### WORK TASK
Transcribe precisely, and only, the lines beginning at the line containing "Compliance check: the riverbank" and ending at the final line of the material below.

### EXCERPTED RECORDS
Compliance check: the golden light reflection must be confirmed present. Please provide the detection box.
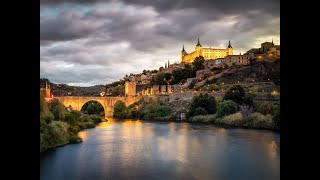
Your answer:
[77,130,90,141]
[267,140,279,160]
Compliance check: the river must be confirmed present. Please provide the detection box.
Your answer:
[40,118,280,180]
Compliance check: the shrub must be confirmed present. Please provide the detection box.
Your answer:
[246,112,274,129]
[70,110,82,121]
[78,122,95,130]
[68,125,79,135]
[113,101,127,119]
[156,105,172,117]
[51,101,66,121]
[47,121,69,146]
[216,100,238,117]
[187,93,217,117]
[67,135,82,143]
[189,114,216,122]
[223,85,245,105]
[79,114,93,123]
[243,95,254,107]
[65,112,77,126]
[89,114,103,124]
[208,84,220,91]
[216,112,244,126]
[40,112,54,124]
[272,105,280,127]
[194,107,208,116]
[257,101,274,115]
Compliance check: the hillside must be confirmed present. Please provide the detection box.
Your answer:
[40,79,105,96]
[195,60,280,93]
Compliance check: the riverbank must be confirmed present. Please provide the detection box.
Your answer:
[40,118,104,153]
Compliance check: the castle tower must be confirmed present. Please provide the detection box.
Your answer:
[180,44,187,62]
[195,37,202,57]
[226,40,233,55]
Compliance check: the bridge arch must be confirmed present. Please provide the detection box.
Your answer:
[80,100,106,117]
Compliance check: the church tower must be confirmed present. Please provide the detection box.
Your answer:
[226,40,233,55]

### ANSWER AREA
Compliance check: the riverbank must be confirmed present. Please provide the detection box.
Your answer:
[40,118,104,153]
Compliance check: the castle tower must be confirmed present. Please provide the detection box.
Your answer:
[180,44,187,62]
[195,37,202,57]
[226,40,233,55]
Compliance check: the bridge arch must be confirmed present. Please provide the detection box.
Your answer:
[80,100,106,117]
Compliance check: the church tower must be confirmed present. Please provide the detection box.
Your answer:
[226,40,233,55]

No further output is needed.